» Assigned task: Copy out each line of the data below in which "Category" appears.

» Data extract:

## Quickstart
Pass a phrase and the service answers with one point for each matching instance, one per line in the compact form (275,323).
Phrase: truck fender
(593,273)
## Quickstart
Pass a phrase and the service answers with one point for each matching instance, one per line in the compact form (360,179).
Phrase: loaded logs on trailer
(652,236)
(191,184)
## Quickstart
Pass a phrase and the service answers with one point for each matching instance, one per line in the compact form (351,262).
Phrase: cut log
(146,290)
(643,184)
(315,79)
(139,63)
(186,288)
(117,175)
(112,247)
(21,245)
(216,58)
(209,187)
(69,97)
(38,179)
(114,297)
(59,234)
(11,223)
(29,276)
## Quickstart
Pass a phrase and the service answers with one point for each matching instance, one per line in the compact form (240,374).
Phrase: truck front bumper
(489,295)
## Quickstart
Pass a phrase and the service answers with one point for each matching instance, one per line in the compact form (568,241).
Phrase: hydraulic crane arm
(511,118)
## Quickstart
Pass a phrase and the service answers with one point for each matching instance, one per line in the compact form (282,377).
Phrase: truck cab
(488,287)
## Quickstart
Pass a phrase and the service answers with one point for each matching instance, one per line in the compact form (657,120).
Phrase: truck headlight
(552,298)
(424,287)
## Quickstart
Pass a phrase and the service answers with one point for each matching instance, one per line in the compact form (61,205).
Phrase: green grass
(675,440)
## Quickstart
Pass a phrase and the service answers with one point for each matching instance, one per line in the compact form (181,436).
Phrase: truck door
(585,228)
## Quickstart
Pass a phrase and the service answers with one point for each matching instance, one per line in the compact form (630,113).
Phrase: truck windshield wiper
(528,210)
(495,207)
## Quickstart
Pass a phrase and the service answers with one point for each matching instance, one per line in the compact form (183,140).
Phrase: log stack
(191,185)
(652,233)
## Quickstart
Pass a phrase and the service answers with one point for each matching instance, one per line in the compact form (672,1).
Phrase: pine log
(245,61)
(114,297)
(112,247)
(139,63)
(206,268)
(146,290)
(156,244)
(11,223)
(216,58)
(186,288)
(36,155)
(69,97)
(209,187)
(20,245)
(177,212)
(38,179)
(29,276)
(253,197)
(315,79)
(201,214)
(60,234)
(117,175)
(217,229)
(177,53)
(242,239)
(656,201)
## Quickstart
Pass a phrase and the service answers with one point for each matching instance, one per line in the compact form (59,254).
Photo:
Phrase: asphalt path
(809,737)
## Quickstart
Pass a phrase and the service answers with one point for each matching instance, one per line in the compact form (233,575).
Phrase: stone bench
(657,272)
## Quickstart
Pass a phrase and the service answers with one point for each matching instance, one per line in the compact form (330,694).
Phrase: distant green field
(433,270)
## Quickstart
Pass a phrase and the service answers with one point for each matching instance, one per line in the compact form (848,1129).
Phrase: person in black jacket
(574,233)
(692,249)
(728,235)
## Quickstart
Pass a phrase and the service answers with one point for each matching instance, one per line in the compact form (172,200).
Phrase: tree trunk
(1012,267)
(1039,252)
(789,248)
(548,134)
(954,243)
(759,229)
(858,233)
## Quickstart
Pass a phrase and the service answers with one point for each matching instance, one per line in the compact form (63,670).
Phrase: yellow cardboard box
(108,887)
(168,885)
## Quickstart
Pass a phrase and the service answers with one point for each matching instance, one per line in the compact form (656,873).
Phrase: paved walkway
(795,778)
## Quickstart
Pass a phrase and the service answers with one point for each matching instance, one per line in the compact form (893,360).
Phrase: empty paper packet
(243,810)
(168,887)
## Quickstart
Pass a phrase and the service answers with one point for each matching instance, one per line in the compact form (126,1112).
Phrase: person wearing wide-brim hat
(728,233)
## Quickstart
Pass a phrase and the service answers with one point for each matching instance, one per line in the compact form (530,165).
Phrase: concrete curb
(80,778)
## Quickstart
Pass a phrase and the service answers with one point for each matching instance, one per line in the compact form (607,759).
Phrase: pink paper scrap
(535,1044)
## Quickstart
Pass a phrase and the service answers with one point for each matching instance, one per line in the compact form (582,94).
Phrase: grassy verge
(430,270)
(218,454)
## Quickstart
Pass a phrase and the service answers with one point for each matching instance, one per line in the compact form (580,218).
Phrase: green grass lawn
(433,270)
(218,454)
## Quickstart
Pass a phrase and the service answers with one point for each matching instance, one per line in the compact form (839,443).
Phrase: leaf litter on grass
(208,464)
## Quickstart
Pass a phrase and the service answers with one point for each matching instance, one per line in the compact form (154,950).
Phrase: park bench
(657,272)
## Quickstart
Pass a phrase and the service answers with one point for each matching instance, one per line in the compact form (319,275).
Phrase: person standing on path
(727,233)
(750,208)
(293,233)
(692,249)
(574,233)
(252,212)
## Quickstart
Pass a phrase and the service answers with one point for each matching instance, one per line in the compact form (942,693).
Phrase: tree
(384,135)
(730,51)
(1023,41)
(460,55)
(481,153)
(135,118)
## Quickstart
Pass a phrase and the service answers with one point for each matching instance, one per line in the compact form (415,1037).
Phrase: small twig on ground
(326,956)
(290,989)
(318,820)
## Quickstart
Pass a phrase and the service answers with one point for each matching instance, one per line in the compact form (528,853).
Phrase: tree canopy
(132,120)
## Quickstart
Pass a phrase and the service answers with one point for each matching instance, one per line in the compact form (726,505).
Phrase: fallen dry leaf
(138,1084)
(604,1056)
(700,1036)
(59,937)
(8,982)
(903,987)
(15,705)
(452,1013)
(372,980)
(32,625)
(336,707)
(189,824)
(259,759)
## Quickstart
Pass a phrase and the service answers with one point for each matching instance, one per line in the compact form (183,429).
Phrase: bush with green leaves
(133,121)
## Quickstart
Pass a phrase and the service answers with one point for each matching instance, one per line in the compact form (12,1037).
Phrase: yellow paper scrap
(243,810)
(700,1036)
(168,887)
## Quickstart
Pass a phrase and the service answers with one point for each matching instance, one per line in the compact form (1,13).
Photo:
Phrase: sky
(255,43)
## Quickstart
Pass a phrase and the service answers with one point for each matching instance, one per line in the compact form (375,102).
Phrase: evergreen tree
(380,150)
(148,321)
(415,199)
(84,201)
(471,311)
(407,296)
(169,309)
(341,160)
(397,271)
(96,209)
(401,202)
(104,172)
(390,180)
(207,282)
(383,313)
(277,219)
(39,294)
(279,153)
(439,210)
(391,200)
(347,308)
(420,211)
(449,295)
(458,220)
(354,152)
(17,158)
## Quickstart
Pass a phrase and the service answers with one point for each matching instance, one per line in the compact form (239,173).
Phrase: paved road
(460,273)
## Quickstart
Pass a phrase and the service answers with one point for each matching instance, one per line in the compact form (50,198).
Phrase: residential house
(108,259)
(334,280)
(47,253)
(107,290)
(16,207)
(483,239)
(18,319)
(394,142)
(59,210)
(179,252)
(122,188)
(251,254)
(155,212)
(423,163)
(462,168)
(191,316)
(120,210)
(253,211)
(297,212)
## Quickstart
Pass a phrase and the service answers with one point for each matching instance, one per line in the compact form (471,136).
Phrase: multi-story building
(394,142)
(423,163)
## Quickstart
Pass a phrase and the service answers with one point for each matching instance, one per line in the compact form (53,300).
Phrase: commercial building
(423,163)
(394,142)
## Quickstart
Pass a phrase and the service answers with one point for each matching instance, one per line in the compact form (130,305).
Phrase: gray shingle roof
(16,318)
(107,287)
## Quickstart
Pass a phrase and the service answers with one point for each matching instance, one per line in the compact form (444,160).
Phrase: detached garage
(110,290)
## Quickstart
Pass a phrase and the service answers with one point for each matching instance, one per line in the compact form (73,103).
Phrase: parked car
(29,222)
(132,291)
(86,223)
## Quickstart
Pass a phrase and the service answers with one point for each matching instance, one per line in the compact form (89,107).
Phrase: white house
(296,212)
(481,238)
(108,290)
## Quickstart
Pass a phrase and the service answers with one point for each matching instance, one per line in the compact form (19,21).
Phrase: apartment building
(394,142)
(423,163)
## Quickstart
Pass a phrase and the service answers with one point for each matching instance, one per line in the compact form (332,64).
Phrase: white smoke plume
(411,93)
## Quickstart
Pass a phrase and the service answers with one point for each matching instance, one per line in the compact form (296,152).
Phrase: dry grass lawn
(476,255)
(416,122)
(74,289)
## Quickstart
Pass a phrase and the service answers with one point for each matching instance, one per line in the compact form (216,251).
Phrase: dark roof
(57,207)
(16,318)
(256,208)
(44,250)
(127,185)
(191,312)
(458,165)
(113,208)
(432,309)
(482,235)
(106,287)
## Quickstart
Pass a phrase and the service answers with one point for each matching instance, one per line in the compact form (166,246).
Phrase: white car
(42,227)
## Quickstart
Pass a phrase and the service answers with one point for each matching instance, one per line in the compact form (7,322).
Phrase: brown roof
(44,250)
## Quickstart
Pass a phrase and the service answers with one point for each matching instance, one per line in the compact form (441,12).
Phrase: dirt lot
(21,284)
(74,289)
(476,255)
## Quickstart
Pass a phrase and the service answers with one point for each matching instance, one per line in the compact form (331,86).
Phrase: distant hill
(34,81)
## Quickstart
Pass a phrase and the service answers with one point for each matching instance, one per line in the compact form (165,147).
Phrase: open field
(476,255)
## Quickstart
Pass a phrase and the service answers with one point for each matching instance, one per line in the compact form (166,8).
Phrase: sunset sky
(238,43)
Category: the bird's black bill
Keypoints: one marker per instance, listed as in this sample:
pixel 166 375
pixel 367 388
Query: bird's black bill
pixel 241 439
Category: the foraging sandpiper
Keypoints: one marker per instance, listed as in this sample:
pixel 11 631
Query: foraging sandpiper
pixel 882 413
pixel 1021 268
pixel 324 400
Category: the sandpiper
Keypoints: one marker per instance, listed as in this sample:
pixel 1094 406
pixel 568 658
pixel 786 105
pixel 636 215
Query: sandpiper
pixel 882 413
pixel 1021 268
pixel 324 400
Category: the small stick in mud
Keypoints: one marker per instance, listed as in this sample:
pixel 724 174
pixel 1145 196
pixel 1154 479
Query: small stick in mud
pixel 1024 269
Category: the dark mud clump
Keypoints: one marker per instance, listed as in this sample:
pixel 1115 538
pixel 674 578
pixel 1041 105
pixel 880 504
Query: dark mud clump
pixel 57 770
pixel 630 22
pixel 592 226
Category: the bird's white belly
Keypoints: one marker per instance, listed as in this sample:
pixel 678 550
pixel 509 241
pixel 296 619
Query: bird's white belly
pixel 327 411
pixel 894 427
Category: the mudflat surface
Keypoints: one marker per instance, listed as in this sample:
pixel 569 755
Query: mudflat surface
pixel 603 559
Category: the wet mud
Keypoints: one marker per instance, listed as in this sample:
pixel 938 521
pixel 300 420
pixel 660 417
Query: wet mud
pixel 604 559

» Task solution:
Category: the bird's black bill
Category: the foraging sandpiper
Category: the sandpiper
Category: the small stick in mud
Category: the dark mud clump
Category: the bird's white belly
Category: the mudflat surface
Category: the wet mud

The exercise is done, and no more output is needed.